Items from a data source:
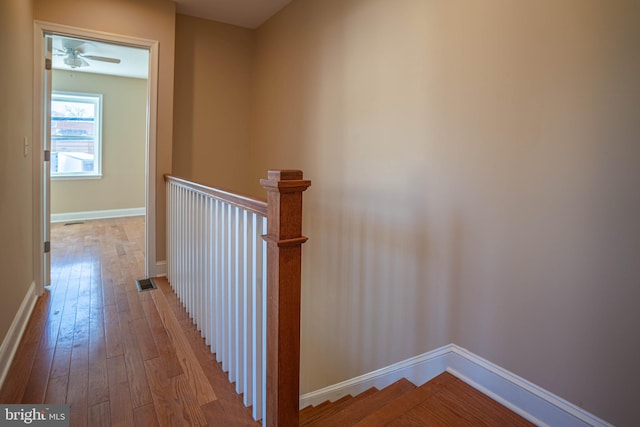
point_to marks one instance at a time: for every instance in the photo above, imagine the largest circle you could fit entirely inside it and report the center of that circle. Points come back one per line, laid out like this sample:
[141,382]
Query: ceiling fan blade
[72,44]
[75,61]
[102,58]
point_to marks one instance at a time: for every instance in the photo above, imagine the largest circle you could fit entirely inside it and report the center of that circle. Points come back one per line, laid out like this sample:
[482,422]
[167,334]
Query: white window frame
[96,99]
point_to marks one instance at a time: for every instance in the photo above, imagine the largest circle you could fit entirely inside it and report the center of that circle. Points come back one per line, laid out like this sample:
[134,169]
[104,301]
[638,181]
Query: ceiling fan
[74,56]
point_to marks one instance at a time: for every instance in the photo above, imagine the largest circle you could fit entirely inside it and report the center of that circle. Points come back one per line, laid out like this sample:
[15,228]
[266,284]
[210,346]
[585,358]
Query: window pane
[74,138]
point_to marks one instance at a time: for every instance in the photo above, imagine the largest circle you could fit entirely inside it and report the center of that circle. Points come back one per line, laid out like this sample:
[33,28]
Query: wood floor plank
[93,340]
[138,384]
[146,416]
[166,352]
[190,365]
[399,407]
[56,390]
[148,349]
[120,406]
[14,385]
[165,400]
[100,415]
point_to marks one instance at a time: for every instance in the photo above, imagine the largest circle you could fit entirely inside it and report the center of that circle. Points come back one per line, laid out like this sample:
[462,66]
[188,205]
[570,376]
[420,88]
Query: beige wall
[147,19]
[16,235]
[475,180]
[124,127]
[212,102]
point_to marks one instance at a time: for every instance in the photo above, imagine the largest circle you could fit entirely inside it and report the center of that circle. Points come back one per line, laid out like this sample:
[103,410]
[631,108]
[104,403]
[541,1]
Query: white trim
[41,28]
[89,215]
[161,269]
[530,401]
[418,370]
[14,334]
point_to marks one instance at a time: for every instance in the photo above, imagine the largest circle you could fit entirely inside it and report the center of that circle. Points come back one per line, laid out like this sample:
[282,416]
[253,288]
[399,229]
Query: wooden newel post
[284,257]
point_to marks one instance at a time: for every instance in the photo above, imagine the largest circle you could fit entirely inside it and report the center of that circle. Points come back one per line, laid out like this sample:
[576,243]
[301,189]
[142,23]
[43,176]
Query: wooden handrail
[283,210]
[250,204]
[284,265]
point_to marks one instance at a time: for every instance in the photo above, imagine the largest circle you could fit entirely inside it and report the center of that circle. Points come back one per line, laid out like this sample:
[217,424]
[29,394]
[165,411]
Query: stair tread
[360,408]
[328,408]
[408,401]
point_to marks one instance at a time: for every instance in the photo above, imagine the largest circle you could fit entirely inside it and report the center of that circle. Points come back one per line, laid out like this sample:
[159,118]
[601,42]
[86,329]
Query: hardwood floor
[120,357]
[116,355]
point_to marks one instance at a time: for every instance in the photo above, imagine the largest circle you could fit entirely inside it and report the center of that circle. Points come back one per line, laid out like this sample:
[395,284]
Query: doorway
[77,47]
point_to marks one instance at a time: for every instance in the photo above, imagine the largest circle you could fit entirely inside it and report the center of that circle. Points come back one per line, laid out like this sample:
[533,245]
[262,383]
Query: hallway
[116,355]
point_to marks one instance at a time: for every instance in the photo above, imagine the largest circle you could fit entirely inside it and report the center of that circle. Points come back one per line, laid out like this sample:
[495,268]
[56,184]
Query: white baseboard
[14,334]
[161,269]
[418,370]
[537,405]
[89,215]
[534,403]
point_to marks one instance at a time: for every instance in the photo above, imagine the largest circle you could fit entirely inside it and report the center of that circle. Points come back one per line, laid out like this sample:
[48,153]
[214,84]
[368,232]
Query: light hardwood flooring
[116,355]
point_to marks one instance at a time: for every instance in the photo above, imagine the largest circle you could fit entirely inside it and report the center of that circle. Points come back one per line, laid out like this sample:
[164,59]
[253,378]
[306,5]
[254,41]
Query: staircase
[443,401]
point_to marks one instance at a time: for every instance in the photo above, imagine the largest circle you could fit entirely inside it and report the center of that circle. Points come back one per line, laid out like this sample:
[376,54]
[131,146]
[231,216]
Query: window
[76,135]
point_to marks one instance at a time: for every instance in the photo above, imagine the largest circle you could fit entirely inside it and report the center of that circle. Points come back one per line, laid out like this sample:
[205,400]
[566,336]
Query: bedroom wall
[147,19]
[16,235]
[475,181]
[124,128]
[213,82]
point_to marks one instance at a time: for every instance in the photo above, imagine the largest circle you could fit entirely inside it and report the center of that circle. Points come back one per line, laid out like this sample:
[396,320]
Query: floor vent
[145,284]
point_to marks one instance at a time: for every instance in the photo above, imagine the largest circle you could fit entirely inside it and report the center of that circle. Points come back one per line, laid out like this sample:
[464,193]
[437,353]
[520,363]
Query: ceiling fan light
[73,61]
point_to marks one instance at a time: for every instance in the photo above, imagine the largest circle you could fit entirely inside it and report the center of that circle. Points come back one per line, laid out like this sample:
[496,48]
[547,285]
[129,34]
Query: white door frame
[40,29]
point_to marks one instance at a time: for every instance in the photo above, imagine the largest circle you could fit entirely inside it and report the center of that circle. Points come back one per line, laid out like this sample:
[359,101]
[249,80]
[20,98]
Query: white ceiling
[134,62]
[243,13]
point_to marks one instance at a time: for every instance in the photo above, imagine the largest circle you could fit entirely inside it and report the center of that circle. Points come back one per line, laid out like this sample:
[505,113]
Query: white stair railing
[216,262]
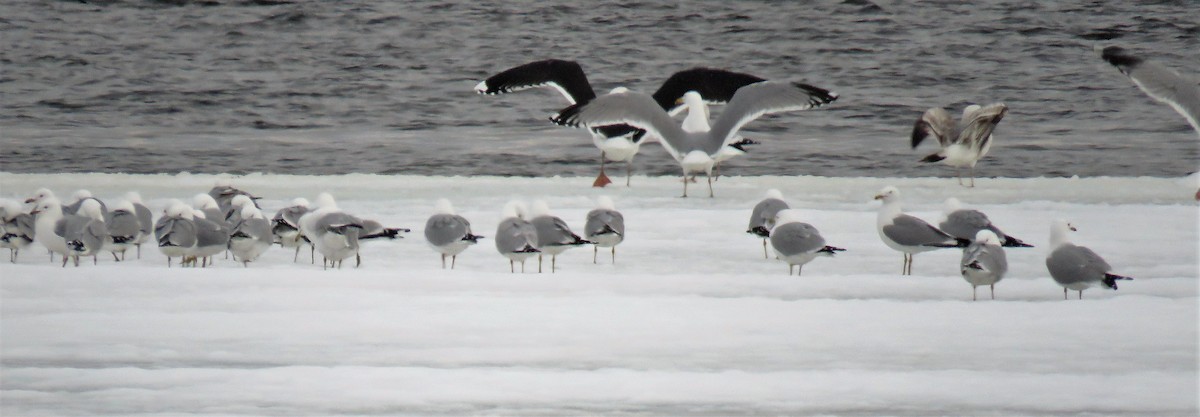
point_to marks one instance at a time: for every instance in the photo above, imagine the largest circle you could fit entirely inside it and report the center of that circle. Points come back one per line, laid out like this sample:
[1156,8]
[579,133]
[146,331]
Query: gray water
[366,86]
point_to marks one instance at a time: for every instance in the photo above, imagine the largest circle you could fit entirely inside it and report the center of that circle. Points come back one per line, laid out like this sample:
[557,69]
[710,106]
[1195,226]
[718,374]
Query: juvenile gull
[1077,267]
[907,234]
[145,219]
[16,228]
[983,263]
[286,228]
[966,223]
[963,141]
[124,228]
[695,144]
[448,233]
[553,235]
[175,231]
[797,242]
[605,228]
[1158,82]
[251,235]
[762,217]
[617,143]
[516,239]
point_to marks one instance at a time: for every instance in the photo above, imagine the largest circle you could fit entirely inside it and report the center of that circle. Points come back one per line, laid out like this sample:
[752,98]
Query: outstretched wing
[567,77]
[715,85]
[767,97]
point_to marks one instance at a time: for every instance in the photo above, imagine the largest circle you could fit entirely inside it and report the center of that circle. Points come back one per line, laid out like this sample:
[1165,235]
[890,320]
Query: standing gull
[124,228]
[286,228]
[963,141]
[617,143]
[797,242]
[16,228]
[553,235]
[1158,82]
[605,228]
[983,263]
[251,235]
[1077,267]
[175,231]
[966,223]
[762,217]
[448,233]
[907,234]
[696,144]
[516,239]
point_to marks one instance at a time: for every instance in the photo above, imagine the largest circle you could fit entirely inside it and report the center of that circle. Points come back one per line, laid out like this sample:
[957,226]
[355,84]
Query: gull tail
[1110,279]
[761,231]
[1013,242]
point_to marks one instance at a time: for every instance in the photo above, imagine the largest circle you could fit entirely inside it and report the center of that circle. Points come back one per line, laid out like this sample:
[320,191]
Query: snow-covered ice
[690,320]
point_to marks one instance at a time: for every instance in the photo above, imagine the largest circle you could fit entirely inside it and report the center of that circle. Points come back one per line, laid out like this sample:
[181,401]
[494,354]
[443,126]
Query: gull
[1158,82]
[145,219]
[966,223]
[963,141]
[797,242]
[907,234]
[605,228]
[762,217]
[16,228]
[124,228]
[516,239]
[1077,267]
[983,263]
[211,237]
[553,235]
[695,144]
[286,227]
[617,143]
[251,235]
[175,231]
[448,233]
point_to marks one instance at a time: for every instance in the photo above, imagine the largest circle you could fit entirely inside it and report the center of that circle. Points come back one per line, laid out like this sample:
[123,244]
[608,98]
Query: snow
[691,319]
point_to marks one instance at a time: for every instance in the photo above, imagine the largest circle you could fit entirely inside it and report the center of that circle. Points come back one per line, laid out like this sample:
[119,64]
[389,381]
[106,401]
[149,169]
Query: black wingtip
[761,231]
[934,157]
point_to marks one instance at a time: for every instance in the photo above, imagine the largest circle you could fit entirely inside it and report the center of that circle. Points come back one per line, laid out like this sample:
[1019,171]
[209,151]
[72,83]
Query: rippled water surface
[365,86]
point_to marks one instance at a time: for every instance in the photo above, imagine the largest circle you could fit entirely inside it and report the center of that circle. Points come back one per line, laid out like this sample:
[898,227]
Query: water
[358,86]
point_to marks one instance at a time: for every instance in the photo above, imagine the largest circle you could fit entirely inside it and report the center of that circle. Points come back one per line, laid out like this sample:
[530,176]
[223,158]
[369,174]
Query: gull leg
[603,179]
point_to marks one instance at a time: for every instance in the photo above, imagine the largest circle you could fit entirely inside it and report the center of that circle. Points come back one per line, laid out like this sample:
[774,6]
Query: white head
[324,200]
[514,209]
[179,210]
[888,194]
[443,207]
[250,211]
[48,207]
[203,200]
[1060,233]
[135,198]
[40,194]
[605,203]
[787,216]
[79,194]
[241,200]
[90,207]
[539,209]
[9,209]
[123,204]
[987,237]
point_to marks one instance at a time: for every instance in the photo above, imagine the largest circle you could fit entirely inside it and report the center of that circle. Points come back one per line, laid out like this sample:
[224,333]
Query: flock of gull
[228,219]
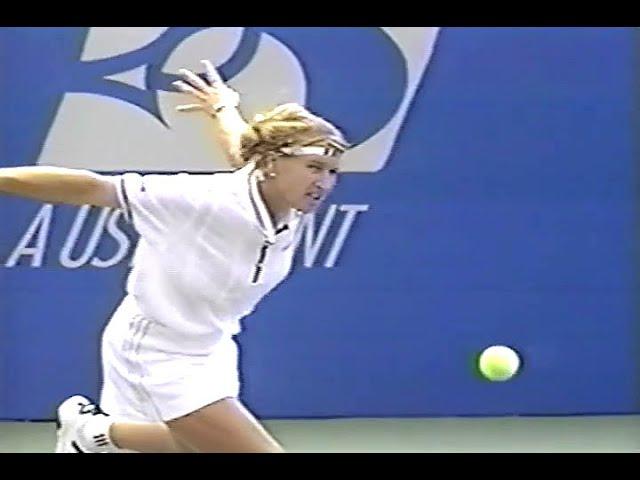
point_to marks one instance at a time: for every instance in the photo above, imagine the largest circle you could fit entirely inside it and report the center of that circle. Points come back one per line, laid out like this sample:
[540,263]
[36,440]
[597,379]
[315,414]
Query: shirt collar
[249,191]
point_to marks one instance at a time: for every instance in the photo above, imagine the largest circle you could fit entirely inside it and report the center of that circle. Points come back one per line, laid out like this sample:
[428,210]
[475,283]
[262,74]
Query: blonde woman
[211,247]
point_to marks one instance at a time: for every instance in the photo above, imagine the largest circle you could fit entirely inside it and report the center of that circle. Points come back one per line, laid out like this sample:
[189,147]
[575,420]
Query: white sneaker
[83,427]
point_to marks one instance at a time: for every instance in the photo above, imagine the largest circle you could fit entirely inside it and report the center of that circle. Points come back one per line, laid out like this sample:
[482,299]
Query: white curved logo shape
[101,133]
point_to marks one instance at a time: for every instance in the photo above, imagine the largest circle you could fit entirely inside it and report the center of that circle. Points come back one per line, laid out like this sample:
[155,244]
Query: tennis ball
[499,363]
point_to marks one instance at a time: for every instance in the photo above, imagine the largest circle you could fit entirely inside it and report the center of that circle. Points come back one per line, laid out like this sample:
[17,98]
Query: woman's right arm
[59,185]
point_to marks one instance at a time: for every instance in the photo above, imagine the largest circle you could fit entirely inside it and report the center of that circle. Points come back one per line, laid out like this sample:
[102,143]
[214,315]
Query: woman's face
[303,182]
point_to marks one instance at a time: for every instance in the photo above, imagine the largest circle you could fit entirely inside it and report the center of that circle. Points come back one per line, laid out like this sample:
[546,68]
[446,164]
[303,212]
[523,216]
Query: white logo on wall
[106,134]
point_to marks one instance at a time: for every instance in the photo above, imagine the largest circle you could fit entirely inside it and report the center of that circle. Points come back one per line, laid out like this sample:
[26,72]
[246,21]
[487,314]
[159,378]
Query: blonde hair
[288,125]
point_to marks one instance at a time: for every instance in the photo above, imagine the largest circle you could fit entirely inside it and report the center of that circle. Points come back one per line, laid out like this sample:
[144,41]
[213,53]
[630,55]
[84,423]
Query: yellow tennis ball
[499,363]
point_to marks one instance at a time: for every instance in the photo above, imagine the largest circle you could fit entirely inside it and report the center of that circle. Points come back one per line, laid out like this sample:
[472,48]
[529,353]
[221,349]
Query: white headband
[311,150]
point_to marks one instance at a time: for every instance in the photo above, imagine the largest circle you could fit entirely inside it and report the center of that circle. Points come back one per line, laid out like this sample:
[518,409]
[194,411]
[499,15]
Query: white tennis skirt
[142,383]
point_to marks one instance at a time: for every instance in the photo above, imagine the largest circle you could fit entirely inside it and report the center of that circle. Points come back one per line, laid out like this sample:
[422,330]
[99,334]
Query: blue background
[506,214]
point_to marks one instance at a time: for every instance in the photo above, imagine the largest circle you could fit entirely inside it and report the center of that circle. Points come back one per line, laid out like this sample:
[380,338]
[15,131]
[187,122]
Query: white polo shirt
[208,253]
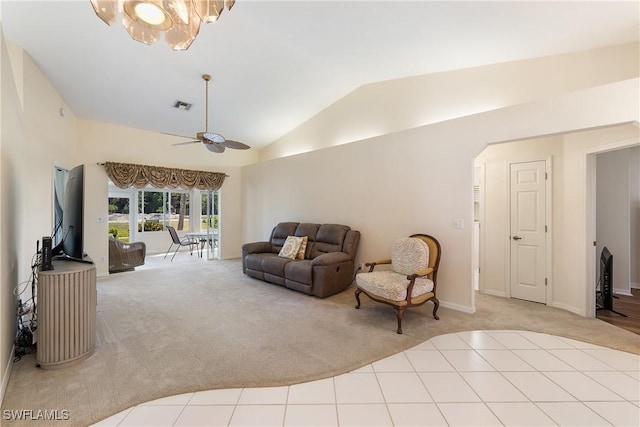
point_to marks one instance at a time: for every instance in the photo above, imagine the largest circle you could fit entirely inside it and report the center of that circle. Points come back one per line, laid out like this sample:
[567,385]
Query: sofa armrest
[330,258]
[255,248]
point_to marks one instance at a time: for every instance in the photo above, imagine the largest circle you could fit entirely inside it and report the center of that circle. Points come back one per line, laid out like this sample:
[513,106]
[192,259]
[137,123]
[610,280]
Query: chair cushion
[391,285]
[409,255]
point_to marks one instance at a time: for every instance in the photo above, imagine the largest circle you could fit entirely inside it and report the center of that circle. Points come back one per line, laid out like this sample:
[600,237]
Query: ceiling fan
[213,141]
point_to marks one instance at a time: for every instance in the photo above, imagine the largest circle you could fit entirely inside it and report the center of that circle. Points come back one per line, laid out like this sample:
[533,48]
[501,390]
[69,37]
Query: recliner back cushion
[309,230]
[409,255]
[329,238]
[280,233]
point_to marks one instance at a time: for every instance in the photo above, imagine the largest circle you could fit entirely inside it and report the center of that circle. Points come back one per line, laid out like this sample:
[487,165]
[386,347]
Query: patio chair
[175,240]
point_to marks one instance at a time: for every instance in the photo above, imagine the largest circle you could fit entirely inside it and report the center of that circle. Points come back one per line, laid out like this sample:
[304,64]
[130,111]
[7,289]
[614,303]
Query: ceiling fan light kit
[214,142]
[144,20]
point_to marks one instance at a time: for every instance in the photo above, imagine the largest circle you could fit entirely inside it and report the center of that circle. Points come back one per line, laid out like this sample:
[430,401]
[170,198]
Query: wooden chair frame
[431,272]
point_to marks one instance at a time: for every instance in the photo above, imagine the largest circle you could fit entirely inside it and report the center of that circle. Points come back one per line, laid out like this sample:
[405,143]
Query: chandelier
[144,20]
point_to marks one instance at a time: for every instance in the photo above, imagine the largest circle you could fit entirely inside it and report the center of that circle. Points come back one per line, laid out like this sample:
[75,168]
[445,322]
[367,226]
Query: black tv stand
[64,257]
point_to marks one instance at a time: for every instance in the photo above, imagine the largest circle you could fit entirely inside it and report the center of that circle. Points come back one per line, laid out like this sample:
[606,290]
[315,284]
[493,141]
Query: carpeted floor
[192,325]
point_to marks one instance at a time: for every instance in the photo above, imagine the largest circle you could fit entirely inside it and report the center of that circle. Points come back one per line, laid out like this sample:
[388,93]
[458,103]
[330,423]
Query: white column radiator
[66,310]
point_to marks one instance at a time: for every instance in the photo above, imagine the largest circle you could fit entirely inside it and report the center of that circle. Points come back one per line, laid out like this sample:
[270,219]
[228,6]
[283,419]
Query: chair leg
[170,246]
[358,291]
[399,314]
[174,254]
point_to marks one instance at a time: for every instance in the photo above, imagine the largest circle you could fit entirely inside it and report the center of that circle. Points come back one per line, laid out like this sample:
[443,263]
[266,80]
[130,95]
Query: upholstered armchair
[125,256]
[411,279]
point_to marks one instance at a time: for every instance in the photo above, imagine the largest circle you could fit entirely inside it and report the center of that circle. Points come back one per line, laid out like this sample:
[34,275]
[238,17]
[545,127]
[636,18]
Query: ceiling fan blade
[213,137]
[185,143]
[235,144]
[212,146]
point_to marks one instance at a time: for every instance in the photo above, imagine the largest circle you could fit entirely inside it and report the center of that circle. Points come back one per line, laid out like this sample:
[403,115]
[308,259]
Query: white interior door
[528,231]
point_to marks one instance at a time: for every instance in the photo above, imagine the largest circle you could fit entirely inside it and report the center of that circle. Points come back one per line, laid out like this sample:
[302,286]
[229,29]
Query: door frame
[548,161]
[589,164]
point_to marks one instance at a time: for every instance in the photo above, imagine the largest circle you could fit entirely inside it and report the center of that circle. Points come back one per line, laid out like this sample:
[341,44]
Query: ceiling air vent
[181,105]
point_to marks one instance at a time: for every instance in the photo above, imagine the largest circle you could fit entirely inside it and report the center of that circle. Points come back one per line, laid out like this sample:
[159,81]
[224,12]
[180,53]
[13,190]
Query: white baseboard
[7,373]
[567,307]
[495,293]
[458,307]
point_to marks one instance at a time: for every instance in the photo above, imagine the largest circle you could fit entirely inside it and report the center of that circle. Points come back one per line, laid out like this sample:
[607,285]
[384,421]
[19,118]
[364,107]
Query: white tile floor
[480,378]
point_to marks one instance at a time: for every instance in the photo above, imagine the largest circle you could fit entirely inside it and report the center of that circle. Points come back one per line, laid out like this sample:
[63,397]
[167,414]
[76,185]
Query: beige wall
[420,180]
[391,106]
[634,206]
[34,139]
[566,154]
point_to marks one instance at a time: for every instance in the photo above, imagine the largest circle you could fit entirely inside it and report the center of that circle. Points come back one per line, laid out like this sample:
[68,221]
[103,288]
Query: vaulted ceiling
[275,64]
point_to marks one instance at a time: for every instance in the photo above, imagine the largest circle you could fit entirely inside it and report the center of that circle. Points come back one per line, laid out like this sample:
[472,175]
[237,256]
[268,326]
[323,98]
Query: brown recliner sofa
[125,256]
[328,264]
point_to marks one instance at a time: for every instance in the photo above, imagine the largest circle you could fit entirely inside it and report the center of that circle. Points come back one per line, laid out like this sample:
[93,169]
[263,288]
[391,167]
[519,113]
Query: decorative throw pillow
[291,247]
[303,247]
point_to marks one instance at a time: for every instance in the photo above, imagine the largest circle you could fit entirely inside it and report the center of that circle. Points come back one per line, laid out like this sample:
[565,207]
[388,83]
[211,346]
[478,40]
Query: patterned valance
[125,175]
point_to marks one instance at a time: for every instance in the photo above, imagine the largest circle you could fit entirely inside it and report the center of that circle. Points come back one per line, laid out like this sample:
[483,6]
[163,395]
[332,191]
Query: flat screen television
[71,247]
[606,278]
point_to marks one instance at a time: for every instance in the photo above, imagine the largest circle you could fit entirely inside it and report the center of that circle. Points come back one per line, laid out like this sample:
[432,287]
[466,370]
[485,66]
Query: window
[209,210]
[159,208]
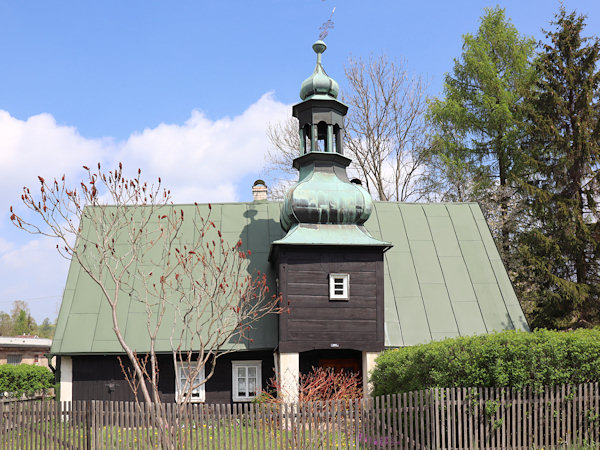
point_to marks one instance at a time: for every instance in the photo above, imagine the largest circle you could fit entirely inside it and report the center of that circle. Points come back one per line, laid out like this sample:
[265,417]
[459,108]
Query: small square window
[14,360]
[339,286]
[246,381]
[184,373]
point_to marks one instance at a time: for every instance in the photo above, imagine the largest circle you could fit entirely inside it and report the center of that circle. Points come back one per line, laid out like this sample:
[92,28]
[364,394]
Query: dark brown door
[341,364]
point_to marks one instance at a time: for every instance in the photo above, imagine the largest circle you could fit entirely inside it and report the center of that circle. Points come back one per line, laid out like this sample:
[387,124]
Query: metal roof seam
[443,276]
[487,330]
[416,274]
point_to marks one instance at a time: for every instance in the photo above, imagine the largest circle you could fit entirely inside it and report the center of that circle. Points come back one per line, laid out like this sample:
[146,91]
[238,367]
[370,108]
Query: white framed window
[184,372]
[14,360]
[339,286]
[246,380]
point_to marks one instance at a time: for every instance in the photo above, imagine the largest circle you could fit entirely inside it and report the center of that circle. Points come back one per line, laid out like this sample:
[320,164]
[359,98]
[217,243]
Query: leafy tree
[46,329]
[23,324]
[479,121]
[561,248]
[386,133]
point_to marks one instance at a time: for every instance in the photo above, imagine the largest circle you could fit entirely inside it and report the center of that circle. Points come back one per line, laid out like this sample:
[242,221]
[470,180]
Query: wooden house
[359,276]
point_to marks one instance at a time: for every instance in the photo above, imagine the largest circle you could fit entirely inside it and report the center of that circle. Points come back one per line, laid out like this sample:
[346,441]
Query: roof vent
[259,190]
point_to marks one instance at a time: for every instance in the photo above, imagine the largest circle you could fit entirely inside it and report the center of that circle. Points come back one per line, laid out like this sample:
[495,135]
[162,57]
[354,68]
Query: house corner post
[289,376]
[66,379]
[368,364]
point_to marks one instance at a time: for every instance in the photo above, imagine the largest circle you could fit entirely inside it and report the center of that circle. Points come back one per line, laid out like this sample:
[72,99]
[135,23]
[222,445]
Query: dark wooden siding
[314,321]
[99,377]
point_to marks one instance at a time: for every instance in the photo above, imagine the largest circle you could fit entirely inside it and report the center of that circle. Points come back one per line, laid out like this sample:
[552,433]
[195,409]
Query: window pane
[242,387]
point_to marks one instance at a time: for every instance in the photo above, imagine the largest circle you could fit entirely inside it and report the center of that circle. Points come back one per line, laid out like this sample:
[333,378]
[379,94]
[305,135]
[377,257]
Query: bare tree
[386,134]
[129,239]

▸ SET PROBLEM: Which lines in the listing contain the string "window"? Report each of them in full.

▸ WORKED ANSWER:
Query: white window frame
Query: window pane
Query: window
Query: window
Query: small square window
Query: white framed window
Query: window pane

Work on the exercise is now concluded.